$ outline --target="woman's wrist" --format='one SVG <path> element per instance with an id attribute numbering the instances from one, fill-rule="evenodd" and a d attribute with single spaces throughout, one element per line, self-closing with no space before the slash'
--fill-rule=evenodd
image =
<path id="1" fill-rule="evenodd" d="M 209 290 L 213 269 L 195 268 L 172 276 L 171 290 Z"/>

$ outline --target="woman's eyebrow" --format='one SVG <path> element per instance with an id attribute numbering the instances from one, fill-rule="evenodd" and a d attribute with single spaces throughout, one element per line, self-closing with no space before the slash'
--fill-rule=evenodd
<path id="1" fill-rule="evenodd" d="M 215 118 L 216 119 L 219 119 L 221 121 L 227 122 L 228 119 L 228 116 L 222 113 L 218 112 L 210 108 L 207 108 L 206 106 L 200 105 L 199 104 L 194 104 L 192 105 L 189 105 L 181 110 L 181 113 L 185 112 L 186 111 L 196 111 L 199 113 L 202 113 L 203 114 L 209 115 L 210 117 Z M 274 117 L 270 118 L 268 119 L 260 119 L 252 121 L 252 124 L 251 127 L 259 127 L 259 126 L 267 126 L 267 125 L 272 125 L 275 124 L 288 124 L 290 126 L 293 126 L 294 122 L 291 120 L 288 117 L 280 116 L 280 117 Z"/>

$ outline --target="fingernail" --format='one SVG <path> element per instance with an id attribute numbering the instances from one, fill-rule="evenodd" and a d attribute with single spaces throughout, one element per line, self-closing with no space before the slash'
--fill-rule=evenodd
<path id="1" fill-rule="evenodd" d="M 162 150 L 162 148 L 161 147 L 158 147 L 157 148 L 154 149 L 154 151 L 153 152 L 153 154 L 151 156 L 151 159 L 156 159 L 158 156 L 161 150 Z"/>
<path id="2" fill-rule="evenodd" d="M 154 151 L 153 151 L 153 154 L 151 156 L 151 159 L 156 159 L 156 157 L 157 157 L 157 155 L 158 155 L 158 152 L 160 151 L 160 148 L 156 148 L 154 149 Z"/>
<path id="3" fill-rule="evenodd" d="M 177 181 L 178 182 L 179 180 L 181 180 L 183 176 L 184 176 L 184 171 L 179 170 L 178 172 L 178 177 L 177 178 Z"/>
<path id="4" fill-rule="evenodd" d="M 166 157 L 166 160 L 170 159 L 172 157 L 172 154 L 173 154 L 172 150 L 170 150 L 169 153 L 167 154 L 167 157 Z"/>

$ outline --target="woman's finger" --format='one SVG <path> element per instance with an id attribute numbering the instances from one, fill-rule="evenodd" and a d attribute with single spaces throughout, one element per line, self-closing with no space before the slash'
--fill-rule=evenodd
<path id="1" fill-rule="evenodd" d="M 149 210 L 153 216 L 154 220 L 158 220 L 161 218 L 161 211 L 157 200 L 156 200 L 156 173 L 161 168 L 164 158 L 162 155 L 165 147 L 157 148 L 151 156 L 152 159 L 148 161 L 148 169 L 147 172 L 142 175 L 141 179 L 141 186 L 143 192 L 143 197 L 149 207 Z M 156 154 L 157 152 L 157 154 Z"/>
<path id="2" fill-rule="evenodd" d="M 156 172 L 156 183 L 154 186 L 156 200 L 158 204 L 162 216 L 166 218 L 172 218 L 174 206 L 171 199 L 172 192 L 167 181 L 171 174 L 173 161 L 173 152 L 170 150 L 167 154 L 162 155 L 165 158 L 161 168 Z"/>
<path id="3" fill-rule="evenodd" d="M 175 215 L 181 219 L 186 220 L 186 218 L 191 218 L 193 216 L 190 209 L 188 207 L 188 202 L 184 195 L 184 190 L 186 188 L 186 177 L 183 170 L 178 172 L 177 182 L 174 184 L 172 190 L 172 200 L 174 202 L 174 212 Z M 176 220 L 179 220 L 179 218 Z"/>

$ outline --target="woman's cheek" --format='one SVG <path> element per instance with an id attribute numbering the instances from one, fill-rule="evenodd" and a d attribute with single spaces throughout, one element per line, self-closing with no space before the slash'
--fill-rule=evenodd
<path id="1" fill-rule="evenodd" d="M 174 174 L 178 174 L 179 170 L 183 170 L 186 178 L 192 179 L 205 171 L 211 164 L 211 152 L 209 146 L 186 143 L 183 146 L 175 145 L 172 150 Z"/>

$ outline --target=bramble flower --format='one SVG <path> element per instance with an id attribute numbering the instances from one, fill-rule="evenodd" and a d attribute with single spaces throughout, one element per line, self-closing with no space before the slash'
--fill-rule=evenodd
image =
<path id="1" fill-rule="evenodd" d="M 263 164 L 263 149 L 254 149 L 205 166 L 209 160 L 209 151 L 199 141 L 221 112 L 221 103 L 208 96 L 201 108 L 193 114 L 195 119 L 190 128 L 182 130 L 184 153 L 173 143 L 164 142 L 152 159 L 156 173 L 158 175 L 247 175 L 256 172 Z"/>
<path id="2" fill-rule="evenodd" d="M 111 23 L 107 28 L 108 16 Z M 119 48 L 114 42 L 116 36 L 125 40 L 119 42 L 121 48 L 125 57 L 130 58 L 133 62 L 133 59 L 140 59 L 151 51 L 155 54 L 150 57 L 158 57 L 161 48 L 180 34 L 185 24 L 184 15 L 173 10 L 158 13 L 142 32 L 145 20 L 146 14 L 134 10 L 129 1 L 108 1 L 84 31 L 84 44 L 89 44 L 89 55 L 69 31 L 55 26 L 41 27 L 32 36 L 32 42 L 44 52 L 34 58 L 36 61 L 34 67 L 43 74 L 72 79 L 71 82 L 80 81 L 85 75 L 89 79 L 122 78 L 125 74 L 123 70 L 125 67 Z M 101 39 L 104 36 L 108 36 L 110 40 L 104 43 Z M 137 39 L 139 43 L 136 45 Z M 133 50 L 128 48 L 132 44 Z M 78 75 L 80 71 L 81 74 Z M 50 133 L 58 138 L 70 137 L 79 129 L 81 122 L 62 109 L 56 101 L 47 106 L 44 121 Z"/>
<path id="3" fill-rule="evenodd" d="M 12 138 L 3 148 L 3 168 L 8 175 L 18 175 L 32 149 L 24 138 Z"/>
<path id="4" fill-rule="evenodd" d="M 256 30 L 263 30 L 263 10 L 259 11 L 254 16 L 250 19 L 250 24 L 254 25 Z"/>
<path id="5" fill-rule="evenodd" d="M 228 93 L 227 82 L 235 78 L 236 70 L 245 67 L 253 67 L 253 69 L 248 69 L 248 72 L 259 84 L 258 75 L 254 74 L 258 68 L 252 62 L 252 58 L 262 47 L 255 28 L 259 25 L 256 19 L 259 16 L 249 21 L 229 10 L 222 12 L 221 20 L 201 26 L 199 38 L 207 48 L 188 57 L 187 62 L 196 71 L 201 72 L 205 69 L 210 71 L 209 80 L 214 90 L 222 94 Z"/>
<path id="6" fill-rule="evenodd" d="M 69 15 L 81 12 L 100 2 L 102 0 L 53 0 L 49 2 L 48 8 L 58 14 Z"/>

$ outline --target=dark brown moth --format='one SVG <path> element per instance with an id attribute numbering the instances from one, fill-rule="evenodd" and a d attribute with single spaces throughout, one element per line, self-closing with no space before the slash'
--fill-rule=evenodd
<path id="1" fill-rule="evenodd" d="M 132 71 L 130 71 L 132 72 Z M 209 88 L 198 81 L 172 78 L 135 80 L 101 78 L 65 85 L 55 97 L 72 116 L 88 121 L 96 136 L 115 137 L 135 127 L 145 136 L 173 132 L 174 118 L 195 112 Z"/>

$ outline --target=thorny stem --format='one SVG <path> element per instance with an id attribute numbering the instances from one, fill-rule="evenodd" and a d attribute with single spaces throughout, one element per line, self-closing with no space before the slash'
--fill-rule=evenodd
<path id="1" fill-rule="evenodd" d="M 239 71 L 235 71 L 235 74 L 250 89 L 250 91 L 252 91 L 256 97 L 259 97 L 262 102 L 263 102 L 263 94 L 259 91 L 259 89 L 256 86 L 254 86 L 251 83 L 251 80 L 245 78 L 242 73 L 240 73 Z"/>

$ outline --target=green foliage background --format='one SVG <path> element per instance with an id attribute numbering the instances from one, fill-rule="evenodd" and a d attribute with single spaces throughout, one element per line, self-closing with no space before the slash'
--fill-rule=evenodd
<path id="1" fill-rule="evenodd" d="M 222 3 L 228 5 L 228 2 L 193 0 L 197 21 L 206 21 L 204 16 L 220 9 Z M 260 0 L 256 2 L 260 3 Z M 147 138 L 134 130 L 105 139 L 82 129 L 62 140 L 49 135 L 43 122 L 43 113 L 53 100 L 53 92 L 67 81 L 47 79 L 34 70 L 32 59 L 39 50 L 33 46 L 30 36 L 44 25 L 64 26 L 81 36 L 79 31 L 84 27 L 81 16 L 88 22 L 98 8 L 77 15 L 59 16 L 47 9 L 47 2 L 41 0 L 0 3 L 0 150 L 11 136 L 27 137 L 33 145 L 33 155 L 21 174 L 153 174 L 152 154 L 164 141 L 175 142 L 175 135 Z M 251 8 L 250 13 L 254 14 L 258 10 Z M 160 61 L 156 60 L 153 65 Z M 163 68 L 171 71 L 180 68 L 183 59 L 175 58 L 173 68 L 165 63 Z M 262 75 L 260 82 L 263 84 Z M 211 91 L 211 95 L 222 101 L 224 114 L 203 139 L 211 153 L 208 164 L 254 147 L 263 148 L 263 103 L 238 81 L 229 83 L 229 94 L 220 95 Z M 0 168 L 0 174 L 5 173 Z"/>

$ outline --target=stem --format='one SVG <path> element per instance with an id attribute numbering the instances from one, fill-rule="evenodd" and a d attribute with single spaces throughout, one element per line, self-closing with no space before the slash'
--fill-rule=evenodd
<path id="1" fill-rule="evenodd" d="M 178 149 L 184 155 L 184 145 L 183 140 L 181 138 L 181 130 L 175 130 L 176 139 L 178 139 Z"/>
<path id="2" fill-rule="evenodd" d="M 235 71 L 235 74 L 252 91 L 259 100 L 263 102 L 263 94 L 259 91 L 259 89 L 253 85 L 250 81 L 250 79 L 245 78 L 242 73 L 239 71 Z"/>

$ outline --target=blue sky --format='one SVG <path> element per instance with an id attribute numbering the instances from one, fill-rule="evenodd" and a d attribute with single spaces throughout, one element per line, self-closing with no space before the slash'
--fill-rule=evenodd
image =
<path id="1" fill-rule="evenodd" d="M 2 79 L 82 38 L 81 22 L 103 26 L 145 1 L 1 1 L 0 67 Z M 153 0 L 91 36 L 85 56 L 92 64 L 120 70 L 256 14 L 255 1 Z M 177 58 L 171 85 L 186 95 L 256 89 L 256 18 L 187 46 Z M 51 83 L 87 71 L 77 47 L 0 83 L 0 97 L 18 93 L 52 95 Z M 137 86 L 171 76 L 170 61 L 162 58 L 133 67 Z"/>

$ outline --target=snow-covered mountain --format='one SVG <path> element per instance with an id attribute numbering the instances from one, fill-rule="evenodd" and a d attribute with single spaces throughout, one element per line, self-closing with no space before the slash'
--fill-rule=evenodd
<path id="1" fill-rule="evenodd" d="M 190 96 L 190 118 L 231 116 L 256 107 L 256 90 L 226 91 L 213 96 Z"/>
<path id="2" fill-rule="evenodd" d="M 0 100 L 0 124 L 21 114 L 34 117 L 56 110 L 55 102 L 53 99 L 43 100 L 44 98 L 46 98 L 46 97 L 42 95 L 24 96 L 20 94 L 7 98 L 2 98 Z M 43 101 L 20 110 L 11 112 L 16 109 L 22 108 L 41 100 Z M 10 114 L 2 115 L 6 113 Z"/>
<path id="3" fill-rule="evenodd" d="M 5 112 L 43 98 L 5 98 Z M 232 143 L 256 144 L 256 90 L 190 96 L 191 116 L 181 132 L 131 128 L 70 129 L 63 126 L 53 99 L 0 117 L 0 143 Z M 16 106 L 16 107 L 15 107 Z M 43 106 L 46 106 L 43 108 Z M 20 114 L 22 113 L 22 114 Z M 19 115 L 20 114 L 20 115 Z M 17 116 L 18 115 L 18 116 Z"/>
++++++
**What is needed:**
Show each line above that contains the string "stem", treating uppercase and lowercase letters as different.

**Answer:**
$ outline --target=thorny stem --format='one SVG <path> element per instance with an id attribute numbering the instances from one, fill-rule="evenodd" and a d attribute with single spaces throughout, one element per line, self-closing with no space before the slash'
$ outline --target=stem --format='one SVG <path> element per instance with an id attribute numbering the instances from one, fill-rule="evenodd" and a d attribute with single spaces throughout, one element per line, self-closing with no space before the slash'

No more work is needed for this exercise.